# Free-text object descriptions
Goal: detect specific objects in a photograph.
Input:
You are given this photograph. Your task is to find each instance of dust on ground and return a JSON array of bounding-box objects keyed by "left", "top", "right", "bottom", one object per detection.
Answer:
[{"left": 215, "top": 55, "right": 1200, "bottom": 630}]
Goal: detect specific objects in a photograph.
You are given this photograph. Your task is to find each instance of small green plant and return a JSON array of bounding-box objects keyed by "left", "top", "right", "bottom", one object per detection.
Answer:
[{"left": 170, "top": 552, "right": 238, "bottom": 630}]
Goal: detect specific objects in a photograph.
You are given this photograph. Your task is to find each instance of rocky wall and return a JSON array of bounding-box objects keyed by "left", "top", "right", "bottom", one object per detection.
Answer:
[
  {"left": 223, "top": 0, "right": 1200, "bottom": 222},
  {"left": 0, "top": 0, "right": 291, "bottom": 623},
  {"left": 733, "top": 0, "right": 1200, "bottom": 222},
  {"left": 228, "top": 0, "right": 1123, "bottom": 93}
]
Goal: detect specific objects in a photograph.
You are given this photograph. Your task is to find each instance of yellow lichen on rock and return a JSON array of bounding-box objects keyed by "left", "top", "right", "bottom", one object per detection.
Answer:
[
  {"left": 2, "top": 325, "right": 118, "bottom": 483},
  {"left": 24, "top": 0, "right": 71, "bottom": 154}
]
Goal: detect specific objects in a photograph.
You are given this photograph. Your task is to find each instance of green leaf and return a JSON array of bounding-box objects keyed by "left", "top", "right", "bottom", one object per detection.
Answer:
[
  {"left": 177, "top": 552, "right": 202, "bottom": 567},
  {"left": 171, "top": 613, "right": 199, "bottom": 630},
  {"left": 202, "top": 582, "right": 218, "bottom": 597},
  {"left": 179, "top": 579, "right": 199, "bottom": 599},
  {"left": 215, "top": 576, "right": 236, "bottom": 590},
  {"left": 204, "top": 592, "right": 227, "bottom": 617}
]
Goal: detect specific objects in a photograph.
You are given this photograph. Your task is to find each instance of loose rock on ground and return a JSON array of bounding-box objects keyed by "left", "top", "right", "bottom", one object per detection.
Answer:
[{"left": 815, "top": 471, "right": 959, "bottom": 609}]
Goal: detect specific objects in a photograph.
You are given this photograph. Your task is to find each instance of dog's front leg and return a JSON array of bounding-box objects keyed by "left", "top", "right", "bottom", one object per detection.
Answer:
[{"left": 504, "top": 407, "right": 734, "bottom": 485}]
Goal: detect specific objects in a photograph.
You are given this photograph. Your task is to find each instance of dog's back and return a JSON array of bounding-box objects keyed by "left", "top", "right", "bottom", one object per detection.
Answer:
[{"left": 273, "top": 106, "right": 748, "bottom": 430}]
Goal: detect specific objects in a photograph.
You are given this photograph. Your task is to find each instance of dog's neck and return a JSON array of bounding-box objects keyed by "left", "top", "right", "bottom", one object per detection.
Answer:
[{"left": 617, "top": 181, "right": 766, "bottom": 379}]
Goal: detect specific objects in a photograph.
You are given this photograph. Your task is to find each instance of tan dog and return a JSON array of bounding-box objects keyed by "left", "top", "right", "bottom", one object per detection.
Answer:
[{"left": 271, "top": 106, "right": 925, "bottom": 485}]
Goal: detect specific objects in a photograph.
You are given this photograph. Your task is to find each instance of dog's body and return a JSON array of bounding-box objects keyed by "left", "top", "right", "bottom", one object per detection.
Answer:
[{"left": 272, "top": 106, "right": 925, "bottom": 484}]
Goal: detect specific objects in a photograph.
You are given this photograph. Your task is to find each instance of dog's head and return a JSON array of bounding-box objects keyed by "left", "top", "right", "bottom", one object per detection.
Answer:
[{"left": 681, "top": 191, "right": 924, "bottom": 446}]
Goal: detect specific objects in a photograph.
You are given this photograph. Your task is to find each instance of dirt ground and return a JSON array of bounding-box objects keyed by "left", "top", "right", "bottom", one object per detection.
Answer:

# WHAT IS EXPECTED
Return the records exactly, every line included.

# WRITTEN ANSWER
Goal: detect specific objects in a photograph.
Input:
You are given this photograph. Your task is to find each instance of dust on ground and return a JSON array of bounding-box objects keyed by "left", "top", "right", "bottom", one object per detection.
Answer:
[{"left": 215, "top": 55, "right": 1200, "bottom": 630}]
Goal: detect specific objects in a photograph.
You are given this photograph. Your task is to find each instance of small green plant and return a JSON array of bounding-box objects keyed by "left", "top", "right", "bottom", one object per detection.
Answer:
[{"left": 170, "top": 552, "right": 238, "bottom": 630}]
Goal: detect specific objects in a photograph.
You are given this photograph. Your task is to find each instance of rocky wall and return a JSON array of bounding-box objects keyed by "left", "top", "right", "bottom", one object per detection.
Answer:
[
  {"left": 223, "top": 0, "right": 1200, "bottom": 222},
  {"left": 0, "top": 0, "right": 291, "bottom": 623},
  {"left": 733, "top": 0, "right": 1200, "bottom": 222},
  {"left": 228, "top": 0, "right": 1123, "bottom": 93}
]
Goal: detect specific objects in a photograph.
You are given this photograph. Your task is to find each instance of yellow lichen on rock and return a JSON array of bounding-box objects keyed by "left", "top", "right", "bottom", one object per detection.
Answer:
[
  {"left": 2, "top": 325, "right": 118, "bottom": 483},
  {"left": 24, "top": 0, "right": 71, "bottom": 154}
]
Goal: detect specific objects in a photograph.
You are given this photograph. Your task is to find each instance of green leaf and return a JSON array of bounding-box objects keyed by "left", "top", "right", "bottom", one object per detection.
Answer:
[
  {"left": 177, "top": 552, "right": 202, "bottom": 567},
  {"left": 171, "top": 613, "right": 199, "bottom": 630},
  {"left": 202, "top": 582, "right": 218, "bottom": 597},
  {"left": 179, "top": 579, "right": 199, "bottom": 599},
  {"left": 215, "top": 576, "right": 236, "bottom": 590},
  {"left": 204, "top": 592, "right": 227, "bottom": 617}
]
Goal: detect specific objects in a photograph.
You are given this photograph. Your task is to find each instance of loose rock on ground and return a JSON array of bounding-box objects keyed by "left", "top", "right", "bottom", one object per detection.
Answer:
[{"left": 815, "top": 471, "right": 959, "bottom": 609}]
Goal: detect specific objects in a photograph.
You are given this photograph. Your task is to find each instance of dog's front leg and return a JSON array of bounding-box objects keyed by "left", "top", "right", "bottom", one object per detection.
Answer:
[{"left": 504, "top": 407, "right": 734, "bottom": 485}]
Goal: detect specific objects in a photograph.
You are given this photograph. Your task is to find each instance of dog's back and return a JSON array of bounding-box objects keyed by "left", "top", "right", "bottom", one object per detection.
Answer:
[{"left": 273, "top": 106, "right": 748, "bottom": 430}]
Goal: detect specific objects in a photograph.
You are given this photograph. Your task is to find each instance of dog's neck and return a JSON array of bounding-box objects keyed by "left", "top", "right", "bottom", one object per detection.
Answer:
[{"left": 617, "top": 181, "right": 766, "bottom": 379}]
Goal: detect specific objects in a photograph.
You are given this photograph. Your task is to find each instance of tan dog and return a JSON array of bounding-box objects keyed by "left", "top", "right", "bottom", one object per detection.
Answer:
[{"left": 271, "top": 106, "right": 925, "bottom": 485}]
Goal: detect specific objects in a photograph.
You are given this photograph. Your task is to find each instance of dog's body and return a JSON array of bounding-box objects keyed by "left", "top", "right", "bottom", one object per detection.
Answer:
[{"left": 272, "top": 106, "right": 925, "bottom": 484}]
Goal: detect specific objects in a photograph.
You are given this photograph. Your task is to find each instance of dog's head and return a JSON array of bounding-box objects keyed by "left", "top", "right", "bottom", one object per detection.
Answer:
[{"left": 681, "top": 191, "right": 924, "bottom": 446}]
Goal: detect specific objects in a photograph.
You are given this photograph. Your task is to find each instance of dirt ground and return a JSON array of bounding-box objects keyed by "left", "top", "right", "bottom", one object per detection.
Answer:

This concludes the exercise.